>>>>

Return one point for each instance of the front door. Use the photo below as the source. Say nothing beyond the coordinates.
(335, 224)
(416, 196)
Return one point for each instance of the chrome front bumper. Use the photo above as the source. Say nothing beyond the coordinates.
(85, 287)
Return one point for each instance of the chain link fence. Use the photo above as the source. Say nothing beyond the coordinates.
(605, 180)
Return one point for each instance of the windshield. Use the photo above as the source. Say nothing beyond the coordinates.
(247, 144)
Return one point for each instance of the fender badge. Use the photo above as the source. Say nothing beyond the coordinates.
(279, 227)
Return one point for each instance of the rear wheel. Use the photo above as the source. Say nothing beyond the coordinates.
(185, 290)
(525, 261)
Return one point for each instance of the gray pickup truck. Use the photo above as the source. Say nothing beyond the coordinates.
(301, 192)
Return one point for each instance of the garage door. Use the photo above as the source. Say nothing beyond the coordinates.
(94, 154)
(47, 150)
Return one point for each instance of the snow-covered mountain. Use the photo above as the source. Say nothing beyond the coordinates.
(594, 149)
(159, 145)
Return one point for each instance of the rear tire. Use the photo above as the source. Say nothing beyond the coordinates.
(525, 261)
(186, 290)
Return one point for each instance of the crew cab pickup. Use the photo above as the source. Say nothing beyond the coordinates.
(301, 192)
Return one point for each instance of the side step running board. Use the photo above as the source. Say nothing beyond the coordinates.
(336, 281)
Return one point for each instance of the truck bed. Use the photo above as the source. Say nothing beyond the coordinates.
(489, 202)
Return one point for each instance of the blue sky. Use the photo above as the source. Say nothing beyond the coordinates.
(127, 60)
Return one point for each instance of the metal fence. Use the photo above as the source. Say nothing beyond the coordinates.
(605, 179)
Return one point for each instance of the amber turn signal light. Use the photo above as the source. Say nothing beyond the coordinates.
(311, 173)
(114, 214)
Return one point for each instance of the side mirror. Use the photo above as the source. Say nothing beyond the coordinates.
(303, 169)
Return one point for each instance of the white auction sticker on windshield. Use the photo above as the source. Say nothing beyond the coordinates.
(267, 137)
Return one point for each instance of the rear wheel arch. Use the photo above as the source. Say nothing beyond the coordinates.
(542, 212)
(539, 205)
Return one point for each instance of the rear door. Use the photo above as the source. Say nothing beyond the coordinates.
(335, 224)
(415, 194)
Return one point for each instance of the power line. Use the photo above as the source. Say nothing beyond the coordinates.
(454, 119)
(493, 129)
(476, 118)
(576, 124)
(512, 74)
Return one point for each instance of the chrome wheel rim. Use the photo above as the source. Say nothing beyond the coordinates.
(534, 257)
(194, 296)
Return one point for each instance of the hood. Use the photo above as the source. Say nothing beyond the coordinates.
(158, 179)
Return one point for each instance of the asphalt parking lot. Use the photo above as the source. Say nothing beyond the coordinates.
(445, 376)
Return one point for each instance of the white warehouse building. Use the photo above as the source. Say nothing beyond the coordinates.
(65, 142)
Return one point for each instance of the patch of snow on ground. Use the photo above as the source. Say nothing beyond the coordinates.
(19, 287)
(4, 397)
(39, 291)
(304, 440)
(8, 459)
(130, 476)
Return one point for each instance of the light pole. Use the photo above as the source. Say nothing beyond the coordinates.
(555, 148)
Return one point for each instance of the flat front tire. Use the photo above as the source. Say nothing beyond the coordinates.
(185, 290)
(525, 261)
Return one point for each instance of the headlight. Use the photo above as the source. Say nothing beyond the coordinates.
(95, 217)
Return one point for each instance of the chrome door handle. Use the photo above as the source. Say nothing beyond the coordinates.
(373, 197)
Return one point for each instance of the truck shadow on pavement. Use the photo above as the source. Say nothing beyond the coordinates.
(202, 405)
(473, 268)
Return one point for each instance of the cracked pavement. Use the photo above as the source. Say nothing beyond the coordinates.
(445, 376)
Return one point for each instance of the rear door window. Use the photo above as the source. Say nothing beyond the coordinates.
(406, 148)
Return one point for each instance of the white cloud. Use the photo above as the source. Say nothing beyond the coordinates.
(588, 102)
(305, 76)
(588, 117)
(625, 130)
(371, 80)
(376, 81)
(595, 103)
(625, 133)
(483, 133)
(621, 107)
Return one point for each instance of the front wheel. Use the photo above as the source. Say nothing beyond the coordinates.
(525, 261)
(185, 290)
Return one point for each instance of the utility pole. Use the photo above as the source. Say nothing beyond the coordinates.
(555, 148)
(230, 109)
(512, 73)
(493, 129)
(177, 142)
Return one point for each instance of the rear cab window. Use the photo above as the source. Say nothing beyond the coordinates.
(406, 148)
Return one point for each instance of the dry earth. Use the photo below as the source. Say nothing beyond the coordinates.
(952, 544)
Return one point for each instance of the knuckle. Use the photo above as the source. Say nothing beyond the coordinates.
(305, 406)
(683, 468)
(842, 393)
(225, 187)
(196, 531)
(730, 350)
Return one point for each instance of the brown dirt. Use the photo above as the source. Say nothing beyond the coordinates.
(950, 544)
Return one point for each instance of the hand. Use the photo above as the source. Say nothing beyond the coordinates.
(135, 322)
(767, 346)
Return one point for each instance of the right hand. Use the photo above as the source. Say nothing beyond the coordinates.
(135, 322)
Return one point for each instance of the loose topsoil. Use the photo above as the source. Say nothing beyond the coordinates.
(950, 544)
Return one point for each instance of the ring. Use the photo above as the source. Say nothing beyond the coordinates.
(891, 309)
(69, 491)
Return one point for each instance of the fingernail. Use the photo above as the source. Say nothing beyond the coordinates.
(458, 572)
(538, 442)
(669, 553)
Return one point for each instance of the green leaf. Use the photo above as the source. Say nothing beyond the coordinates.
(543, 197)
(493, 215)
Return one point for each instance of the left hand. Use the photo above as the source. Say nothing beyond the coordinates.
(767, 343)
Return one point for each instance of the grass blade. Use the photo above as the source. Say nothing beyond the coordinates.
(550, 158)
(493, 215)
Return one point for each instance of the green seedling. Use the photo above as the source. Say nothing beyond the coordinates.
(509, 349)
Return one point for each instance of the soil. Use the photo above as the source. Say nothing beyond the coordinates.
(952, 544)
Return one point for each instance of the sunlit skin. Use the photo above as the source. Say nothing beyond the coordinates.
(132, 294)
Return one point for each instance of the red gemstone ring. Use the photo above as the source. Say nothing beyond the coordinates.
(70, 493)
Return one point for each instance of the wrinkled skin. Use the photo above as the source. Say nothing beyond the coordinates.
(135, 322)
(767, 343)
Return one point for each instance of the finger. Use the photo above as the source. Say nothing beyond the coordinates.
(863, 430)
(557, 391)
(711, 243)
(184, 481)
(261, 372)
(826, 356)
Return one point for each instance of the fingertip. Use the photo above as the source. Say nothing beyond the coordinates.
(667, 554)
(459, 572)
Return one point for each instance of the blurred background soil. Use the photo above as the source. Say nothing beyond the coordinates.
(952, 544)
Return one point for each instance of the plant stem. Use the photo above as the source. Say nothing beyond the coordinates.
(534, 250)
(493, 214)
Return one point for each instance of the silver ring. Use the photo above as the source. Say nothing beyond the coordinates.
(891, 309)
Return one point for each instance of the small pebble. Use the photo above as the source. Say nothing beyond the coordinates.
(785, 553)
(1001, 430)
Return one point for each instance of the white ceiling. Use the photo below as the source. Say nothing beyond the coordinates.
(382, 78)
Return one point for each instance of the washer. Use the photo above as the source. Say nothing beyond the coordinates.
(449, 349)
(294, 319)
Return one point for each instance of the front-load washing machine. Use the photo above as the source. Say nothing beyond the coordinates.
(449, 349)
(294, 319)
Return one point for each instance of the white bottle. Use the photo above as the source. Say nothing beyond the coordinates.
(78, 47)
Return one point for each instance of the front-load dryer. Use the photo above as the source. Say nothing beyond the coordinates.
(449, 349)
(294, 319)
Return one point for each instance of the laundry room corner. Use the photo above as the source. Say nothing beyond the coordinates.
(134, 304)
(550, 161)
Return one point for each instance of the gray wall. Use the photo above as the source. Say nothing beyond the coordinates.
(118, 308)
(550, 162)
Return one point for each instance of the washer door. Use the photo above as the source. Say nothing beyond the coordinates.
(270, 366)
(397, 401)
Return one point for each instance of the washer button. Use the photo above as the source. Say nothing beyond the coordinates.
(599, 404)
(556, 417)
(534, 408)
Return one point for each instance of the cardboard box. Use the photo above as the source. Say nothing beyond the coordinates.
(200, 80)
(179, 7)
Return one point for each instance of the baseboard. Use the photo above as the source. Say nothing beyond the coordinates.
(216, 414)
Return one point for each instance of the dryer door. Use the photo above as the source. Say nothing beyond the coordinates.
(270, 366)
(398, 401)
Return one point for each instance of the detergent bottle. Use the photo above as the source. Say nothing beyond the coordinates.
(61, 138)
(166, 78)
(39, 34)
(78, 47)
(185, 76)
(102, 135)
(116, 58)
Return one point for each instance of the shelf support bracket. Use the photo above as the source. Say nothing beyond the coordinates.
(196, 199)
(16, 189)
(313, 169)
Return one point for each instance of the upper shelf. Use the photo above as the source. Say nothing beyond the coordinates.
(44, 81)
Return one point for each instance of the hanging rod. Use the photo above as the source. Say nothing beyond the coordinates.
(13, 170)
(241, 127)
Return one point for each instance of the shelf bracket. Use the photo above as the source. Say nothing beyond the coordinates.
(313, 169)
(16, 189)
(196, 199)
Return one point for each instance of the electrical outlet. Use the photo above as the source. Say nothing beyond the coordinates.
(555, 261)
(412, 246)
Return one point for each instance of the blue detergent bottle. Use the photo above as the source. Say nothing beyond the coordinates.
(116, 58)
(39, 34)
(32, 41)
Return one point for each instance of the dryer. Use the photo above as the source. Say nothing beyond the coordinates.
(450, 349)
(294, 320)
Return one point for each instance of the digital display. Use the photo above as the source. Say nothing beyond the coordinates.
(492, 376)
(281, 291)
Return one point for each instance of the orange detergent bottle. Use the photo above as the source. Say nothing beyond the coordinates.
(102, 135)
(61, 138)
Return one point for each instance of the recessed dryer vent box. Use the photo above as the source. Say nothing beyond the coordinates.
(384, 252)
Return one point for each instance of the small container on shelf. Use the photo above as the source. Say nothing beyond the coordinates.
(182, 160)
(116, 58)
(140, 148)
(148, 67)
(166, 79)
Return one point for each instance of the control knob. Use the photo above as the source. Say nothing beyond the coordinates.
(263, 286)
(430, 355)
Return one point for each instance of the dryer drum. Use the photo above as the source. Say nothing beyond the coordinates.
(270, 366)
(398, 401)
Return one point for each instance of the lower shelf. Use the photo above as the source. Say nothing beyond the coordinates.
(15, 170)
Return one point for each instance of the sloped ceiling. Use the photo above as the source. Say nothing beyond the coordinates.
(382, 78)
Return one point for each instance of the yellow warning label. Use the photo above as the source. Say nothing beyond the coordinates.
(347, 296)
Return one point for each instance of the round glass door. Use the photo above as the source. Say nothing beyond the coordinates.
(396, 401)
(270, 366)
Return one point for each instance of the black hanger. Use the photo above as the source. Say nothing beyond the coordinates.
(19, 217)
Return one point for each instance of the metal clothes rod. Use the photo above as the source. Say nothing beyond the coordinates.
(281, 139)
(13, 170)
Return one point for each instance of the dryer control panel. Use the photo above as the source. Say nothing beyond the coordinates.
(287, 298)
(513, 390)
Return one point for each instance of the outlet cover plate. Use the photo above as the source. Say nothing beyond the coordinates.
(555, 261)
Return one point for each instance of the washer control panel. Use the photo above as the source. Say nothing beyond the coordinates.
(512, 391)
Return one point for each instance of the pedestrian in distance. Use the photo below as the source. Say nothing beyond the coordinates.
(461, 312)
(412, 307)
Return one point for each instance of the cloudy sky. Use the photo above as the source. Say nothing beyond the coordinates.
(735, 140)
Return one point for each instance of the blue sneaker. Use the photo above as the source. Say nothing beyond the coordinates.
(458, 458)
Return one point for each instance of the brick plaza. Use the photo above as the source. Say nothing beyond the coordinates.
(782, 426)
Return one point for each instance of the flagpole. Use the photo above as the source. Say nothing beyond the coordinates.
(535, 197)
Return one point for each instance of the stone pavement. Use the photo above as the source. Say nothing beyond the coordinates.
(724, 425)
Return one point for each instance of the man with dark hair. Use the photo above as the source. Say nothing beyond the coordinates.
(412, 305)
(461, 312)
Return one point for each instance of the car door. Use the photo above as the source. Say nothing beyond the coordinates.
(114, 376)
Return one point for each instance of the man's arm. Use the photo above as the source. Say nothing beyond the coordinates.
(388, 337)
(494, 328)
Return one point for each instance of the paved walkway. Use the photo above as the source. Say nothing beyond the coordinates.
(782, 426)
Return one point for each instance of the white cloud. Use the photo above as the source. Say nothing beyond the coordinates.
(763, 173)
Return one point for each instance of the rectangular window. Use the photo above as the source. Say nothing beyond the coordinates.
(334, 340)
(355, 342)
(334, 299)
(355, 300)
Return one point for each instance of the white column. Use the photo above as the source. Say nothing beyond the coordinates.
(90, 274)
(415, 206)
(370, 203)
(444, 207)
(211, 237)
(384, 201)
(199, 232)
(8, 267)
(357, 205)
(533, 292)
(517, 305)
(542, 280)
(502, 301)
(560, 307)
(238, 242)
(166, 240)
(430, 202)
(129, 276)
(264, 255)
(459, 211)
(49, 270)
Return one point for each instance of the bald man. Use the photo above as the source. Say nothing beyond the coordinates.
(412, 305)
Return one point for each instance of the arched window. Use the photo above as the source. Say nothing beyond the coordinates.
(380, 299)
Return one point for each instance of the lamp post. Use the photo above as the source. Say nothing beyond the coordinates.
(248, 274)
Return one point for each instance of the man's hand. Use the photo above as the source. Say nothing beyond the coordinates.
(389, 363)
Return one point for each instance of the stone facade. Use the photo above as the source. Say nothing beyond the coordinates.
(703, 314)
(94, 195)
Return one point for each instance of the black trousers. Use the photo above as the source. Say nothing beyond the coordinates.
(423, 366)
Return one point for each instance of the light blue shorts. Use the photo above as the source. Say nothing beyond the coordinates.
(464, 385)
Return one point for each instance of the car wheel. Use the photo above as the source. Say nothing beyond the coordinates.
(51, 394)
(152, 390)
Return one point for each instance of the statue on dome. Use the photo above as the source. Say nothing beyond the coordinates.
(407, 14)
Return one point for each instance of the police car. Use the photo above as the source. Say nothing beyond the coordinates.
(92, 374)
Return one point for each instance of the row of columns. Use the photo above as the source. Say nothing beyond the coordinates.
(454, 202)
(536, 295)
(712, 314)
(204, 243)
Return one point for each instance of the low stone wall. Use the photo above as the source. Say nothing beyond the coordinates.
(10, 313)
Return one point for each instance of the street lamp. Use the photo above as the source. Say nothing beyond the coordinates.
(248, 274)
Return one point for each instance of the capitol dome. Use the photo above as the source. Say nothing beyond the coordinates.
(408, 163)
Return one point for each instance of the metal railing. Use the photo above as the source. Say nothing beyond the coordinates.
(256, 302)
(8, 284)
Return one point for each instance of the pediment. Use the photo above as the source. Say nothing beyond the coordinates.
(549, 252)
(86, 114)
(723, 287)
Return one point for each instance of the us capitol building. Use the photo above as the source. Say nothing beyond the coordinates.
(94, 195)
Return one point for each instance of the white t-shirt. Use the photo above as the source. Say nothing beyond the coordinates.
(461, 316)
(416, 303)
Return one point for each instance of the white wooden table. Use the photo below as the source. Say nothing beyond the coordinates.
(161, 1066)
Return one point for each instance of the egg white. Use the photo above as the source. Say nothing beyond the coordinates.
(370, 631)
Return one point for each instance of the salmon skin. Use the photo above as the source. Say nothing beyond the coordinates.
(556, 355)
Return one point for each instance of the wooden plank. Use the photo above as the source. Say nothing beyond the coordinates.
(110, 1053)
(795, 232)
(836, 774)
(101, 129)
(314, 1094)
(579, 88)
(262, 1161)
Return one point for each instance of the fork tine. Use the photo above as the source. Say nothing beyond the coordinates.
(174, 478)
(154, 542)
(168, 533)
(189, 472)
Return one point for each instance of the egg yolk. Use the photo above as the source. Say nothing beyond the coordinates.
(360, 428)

<<<<

• WHAT IS BEING ASKED: Copy, without any change, the run of lines from the one with "Return one point for each instance of the wooden" through the end of the entries above.

• SOLUTION FOR THIS EXERCISE:
Return one point for each instance of the wooden plank. Use the photo above as the source. Say nothing beyond the coordinates.
(110, 1053)
(795, 232)
(836, 774)
(101, 129)
(314, 1094)
(579, 88)
(262, 1161)
Return one point for each instance of the fork tine. Use the photo above as the source. Say nothing beyond the coordinates.
(174, 478)
(154, 542)
(168, 533)
(189, 472)
Return one point for each instance of the egg yolk. Use the photo above as the source. Say nothing beyond the coordinates.
(360, 428)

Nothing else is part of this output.